**Input data**
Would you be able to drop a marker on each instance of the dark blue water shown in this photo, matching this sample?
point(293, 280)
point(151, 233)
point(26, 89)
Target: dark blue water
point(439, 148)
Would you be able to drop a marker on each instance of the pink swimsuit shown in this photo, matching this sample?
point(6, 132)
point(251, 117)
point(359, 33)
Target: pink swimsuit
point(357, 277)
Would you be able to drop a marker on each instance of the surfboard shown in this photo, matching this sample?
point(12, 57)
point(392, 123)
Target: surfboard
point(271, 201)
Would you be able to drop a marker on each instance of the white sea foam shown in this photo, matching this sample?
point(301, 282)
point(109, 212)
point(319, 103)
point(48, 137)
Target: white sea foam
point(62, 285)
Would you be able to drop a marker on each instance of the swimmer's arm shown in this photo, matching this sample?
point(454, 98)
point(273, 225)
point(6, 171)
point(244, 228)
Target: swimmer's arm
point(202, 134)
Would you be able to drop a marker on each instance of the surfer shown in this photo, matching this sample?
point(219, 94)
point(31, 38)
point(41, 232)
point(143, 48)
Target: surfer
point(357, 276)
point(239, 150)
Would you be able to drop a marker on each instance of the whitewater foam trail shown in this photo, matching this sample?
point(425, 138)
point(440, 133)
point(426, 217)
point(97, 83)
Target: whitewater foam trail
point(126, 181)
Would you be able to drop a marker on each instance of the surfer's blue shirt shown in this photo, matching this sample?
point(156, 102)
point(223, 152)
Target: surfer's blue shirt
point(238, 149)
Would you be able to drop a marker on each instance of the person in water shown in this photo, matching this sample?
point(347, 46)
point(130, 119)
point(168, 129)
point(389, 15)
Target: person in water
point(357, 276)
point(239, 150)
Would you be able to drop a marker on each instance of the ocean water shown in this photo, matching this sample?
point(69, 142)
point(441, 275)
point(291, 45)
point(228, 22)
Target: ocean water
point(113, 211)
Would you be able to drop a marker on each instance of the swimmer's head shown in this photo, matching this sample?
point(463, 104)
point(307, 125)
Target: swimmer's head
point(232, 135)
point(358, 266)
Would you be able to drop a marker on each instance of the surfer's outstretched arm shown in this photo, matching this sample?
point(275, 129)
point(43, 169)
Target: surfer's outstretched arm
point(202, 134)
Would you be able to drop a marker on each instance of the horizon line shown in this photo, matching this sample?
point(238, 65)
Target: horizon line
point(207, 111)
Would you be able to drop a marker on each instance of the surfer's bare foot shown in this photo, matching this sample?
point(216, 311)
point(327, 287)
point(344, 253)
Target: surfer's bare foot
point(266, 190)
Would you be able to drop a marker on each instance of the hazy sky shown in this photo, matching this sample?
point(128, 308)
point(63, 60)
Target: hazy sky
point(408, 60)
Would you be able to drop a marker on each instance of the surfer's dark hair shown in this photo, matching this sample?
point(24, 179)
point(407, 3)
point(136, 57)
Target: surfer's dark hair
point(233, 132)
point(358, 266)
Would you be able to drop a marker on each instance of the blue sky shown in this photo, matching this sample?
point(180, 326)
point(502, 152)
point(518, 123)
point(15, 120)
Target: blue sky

**What is required**
Print only what lies in the material above starting at the line with "foam shown in this photo, matching this sample?" and ending at the line with "point(244, 228)", every line exactly as given.

**Response to this exercise**
Would you be able to drop a marker on each instance of the white sea foam shown in this photo, matching this sample?
point(301, 282)
point(109, 212)
point(319, 103)
point(48, 137)
Target: white sea foam
point(62, 285)
Would you be able to drop a marker on each instance of the swimmer's arm shown in this photo, matching this sample?
point(454, 98)
point(273, 225)
point(6, 171)
point(244, 228)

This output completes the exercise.